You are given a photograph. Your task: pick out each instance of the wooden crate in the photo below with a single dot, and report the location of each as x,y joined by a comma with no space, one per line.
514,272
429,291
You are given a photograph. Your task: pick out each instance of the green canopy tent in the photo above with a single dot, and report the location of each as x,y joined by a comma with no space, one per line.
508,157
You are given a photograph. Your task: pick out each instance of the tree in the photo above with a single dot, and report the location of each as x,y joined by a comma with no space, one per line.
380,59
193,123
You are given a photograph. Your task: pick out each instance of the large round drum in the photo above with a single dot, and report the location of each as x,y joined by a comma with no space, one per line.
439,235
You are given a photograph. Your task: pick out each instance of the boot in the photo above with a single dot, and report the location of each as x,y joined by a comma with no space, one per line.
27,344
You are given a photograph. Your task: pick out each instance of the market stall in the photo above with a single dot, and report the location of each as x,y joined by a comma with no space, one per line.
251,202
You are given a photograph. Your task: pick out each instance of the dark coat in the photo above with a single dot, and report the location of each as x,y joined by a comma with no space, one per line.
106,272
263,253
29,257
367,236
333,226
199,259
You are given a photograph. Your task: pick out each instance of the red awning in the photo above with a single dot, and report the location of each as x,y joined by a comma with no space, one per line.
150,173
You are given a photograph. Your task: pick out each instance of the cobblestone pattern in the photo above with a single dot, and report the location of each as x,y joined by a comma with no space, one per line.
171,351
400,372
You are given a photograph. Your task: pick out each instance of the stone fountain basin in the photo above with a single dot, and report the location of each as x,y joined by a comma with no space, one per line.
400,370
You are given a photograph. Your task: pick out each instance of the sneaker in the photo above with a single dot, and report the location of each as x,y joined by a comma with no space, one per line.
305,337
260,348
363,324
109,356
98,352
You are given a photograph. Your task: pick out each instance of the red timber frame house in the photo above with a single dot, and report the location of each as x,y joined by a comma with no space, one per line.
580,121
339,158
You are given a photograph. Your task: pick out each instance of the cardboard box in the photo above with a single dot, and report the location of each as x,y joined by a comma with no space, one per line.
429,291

——————

What to work on: Return every one of the lines above without changing a single character.

Complete response:
You are given a photograph. Your task: pick out each instance of the wooden crate in the photo below with a single dot, and report the location of each as x,y joined by a comma with no space, one per line.
514,272
429,291
You are given a photograph. Your task: pick out each instance of the green canopy tent in the photo above with a single dot, and report the location of each as x,y joined by a comma with no space, one per line.
508,157
You are given a photograph. Your task: pick out each instance of the tree in the photo above with a single dot, and report the location of each as x,y joined by a comma with no space, one per line.
380,59
193,123
You are given a photograph. Your task: pick out each instance of the large round drum in the photo above with a single dot, and report the location of each as x,y joined by a comma with no space, one per line.
439,235
You are given a photograph. Your task: pick out each instance of the boot in the photo above with a single dot, and report the location of each as x,y joined by a comma with no space, one per line.
27,344
You are given a photograph. Your task: pick out each instance of the market stall in the photo above with a single dot, and report the location of each as x,y joined by a comma with no space, one per line.
251,202
You are given a photograph. Your task: pick out each instance of the dark coat in the photo above with a single dot, and report the location of each as x,y joined by a comma with no space, one per line.
106,272
263,253
29,257
367,236
333,226
199,259
You are given a photograph. Your task: pick out each instance of the red awning in the photo above with a single dot, and report the location of each as x,y joined by a comma with no space, one per line.
150,173
You are given a photograph. Your task: pick out each instance of the cobblestone pattern in the photo above with a single dot, and report the location of each as x,y joined by a comma with no space, one per line.
171,351
400,372
You are given a photograph. Your task: pick out each instance of the stone fountain basin in the photo above with a single dot, and report the location of each as x,y joined by a comma with no space, one per line.
400,370
You are given a photograph. Your task: pick out each instance of the sneaker in the photo above with a single dot, and report the location of each as x,y joined by a comma with no space, one per line.
305,337
260,348
363,324
109,356
98,352
You are given a photograph. Your task: pick out each instance of the red timber frame house in the photo above with a single dot, and report the location of each as x,y joined by a comma with no space, one per line.
580,121
339,158
You are given a photograph. Your task: pick out each instance of the cardboard box in the photo above with a single dot, and report the location of each as x,y joined by a comma with no space, one per line.
429,291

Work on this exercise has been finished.